[ACTIVITY]
This task calls for the lines below starting at the one containing "Question. For each instance of the building" and ending at the one containing "Question. For each instance of the wooden", repeated exactly with both ends kept and pictures left out.
--------------------------------
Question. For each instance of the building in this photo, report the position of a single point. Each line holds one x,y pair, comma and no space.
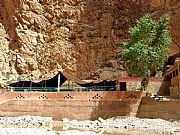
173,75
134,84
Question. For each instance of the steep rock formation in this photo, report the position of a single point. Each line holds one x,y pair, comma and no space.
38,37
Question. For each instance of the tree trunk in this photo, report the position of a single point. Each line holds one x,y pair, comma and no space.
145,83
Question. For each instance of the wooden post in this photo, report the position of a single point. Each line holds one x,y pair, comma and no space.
--------------------------------
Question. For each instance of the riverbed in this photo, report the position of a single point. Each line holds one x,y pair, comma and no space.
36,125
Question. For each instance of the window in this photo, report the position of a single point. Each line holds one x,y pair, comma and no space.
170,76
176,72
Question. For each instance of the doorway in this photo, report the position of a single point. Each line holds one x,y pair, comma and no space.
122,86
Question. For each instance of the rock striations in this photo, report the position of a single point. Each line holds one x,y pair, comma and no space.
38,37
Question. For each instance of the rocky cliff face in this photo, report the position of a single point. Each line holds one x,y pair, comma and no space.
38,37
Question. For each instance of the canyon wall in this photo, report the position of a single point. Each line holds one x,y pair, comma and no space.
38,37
--------------------------------
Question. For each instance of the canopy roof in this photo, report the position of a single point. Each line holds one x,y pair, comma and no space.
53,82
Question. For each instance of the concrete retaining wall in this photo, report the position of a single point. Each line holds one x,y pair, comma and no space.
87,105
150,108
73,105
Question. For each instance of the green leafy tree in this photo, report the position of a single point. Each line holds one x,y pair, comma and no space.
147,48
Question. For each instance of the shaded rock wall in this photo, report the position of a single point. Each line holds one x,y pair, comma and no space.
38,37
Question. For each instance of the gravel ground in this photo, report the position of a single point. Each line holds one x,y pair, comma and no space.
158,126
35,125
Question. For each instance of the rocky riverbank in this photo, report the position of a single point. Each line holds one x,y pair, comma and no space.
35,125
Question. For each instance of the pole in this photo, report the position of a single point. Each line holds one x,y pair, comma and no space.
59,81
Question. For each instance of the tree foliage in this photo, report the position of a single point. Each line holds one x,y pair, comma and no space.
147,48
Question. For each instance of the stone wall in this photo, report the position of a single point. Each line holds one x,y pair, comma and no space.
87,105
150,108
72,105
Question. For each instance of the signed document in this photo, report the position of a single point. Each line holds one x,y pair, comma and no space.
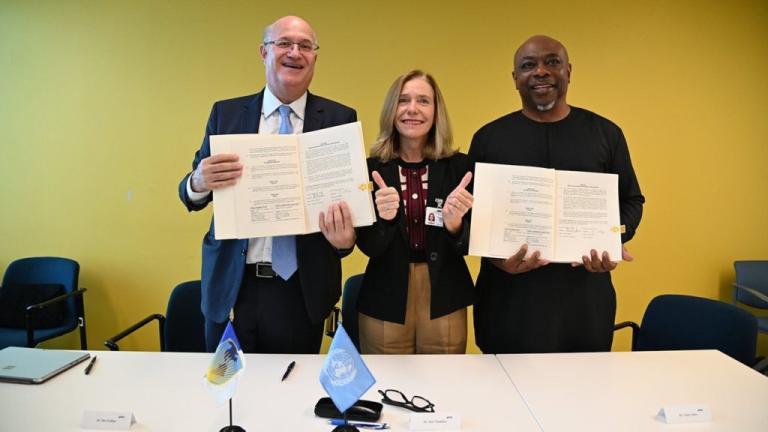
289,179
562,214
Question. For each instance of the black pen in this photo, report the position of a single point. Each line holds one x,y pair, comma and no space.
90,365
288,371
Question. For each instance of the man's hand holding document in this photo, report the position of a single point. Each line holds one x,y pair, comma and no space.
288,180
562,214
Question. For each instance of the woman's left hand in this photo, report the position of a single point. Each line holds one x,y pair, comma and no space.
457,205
--------------------------------
[REPLY]
Question. For each instance of the building in this photo, report the position of a single point. Each line holds one x,y pair, comma and no space.
173,75
134,84
Question. For each instance of the steep rock formation in this photo, report the position of a single point. Each line holds one x,y pair, comma and no space.
38,37
Question. For each instance of the tree trunk in this photo, report the position of a single point. Each line holds one x,y pair, comma and no space.
145,83
Question. For each instance of the wooden post in this photo, report the position of a single point. Each line holds one x,y pair, comma and no space.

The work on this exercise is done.